SET PROBLEM — Locate every line in the rows below that contains the word "green" and copy each of those lines.

MATERIAL FOR THIS TASK —
------------------------------------

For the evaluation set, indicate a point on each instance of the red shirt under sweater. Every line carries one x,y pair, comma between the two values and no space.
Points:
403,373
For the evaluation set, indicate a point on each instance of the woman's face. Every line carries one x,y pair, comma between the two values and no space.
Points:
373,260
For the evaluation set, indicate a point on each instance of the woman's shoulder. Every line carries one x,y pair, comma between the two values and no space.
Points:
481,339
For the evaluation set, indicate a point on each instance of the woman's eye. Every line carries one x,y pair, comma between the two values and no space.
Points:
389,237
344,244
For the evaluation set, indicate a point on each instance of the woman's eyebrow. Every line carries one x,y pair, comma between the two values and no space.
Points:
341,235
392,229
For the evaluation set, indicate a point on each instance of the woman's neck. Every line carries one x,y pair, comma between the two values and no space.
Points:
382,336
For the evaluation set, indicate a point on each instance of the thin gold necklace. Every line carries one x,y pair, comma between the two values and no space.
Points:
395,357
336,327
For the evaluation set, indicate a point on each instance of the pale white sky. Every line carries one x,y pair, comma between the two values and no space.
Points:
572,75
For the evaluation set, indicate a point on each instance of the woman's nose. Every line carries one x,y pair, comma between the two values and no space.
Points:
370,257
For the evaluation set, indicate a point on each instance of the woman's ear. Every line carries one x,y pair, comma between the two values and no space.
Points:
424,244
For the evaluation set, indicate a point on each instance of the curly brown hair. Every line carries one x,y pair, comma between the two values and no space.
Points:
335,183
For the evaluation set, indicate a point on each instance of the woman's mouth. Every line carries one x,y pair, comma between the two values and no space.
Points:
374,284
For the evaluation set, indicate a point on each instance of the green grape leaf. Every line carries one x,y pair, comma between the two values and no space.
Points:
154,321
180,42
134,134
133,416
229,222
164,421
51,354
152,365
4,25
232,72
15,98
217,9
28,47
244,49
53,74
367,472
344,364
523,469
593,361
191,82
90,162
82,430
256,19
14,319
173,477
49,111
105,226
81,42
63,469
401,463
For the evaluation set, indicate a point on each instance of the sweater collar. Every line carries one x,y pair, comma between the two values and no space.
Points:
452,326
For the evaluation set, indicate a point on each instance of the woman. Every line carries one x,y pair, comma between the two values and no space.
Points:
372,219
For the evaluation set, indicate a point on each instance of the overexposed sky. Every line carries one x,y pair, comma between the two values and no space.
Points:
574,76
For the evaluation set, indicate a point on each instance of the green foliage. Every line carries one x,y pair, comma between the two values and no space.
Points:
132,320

------------------------------------

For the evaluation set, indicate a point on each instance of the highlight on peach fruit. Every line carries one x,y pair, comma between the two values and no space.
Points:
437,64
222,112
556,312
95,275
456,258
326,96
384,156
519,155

------------------------------------

TASK RESPONSE —
For the evaluation set, indicate a point on each instance of the green grape leaf. Every line carries one x,y pair, comma between the two values and no space.
For the evaluation set, indicate a point on each instance of the green foliage. Every line carries one x,y pair, comma between the two values and no space.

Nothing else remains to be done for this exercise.